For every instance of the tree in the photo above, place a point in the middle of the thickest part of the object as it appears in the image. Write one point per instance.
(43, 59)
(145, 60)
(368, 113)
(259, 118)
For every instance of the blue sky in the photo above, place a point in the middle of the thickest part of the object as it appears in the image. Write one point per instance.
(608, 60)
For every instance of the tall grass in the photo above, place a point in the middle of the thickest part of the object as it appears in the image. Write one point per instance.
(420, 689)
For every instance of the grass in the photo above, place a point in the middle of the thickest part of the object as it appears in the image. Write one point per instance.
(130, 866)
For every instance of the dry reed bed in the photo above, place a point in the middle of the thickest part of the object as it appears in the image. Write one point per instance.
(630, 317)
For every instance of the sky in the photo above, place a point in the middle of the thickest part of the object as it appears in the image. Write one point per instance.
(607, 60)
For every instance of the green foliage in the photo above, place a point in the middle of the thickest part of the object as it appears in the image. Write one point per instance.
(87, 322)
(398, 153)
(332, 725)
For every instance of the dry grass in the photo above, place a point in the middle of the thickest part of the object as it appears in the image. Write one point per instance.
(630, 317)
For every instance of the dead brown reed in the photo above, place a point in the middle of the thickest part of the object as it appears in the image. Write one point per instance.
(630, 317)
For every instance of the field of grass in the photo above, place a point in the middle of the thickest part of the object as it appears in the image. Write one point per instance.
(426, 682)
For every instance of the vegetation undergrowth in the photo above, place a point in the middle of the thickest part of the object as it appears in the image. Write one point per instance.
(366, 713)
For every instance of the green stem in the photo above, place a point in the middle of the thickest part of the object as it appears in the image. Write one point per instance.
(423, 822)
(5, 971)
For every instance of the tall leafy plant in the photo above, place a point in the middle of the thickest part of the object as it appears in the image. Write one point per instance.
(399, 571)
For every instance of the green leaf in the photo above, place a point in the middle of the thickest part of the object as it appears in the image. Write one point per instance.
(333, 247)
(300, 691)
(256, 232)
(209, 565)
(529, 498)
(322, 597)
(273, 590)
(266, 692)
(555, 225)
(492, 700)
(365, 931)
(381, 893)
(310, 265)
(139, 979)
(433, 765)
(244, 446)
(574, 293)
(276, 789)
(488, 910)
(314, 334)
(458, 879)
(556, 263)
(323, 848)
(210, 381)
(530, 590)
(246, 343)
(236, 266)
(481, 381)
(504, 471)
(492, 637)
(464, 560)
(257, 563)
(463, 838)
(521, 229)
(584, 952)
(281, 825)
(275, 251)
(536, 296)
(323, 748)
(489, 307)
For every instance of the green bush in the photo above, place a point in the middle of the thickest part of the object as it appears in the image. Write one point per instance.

*Your task*
Retype the whole listing above, line for line and exactly.

*Exercise response*
For every instance of the tree in the photo above, place a point in the middle of the thickest part of the object as it appears in the image. Write one point per instance.
(43, 59)
(145, 60)
(368, 113)
(259, 118)
For every instance of the blue sky in the photo above, place a point in the middle of the thickest part of the object as it appears in the image. Write one point per instance.
(608, 60)
For every instance of the tall grass in the photo above, place a point in the middle of the thickest part of the object as it appears in the image. Write one point per instance.
(420, 689)
For every instance of the grass in the photo above, place a point in the middle of the thickest part of the object as it appears in the image. Write one point per instance.
(130, 866)
For every instance of the dry reed bed in the photo above, place a point in the middle of the thickest part of the object as it appears in the image. Write one point per instance.
(630, 317)
For every instance of the sky in the photo above, place a point in the middle of the thickest part of the object as it appears in the image. Write one point per instance.
(607, 60)
For every instance of the green foliage in the photo above, place a point in the middle of the thickest part of the object as it appears in the image. Write one point per instance.
(87, 322)
(398, 153)
(332, 725)
For every instance of the dry grass in the photo above, place a point in the middle of the thickest part of the object as it appears in the image. Write one point per instance.
(630, 317)
For every instance of the dead brown reed in the photo above, place a point in the middle of the thickest part of the object as it appears in the image. Write one point per instance.
(630, 317)
For every instance of the field of grass in the photo above, place a point in the middle of the thickest part of the object as it appears in the image. Write one point per instance.
(426, 682)
For every instance of the vegetation undergrowth in the photo above, place a point in the middle of the thickest part of the object as it appears in the image. Write one point per instance.
(366, 713)
For every instance of the green stem in the photo above, place a point in the middle of the thickest part of the object as it appears in the image. Write one point per instance.
(423, 822)
(5, 971)
For every instance of the tall leafy plant in the photo above, place a point in the middle of the thickest part of the object as it appears in the image. Write one point per instance.
(399, 571)
For every instance of the green leaf in the photo above, place a point in the middle of the thickest part of the object as it appears in the image. Write one point per instance.
(333, 247)
(300, 691)
(256, 232)
(209, 565)
(529, 498)
(322, 597)
(273, 590)
(266, 692)
(555, 225)
(492, 700)
(365, 931)
(381, 893)
(310, 265)
(139, 979)
(433, 765)
(244, 446)
(574, 293)
(276, 789)
(488, 910)
(314, 334)
(458, 879)
(556, 263)
(323, 848)
(210, 381)
(530, 590)
(246, 343)
(236, 266)
(481, 381)
(504, 471)
(492, 637)
(464, 560)
(257, 563)
(463, 838)
(521, 229)
(584, 952)
(281, 825)
(275, 251)
(536, 296)
(323, 748)
(489, 307)
For every instance of the green bush in the photo above, place a point in the middle of the thickest part of the object as it appears in the image. Write one point per instance.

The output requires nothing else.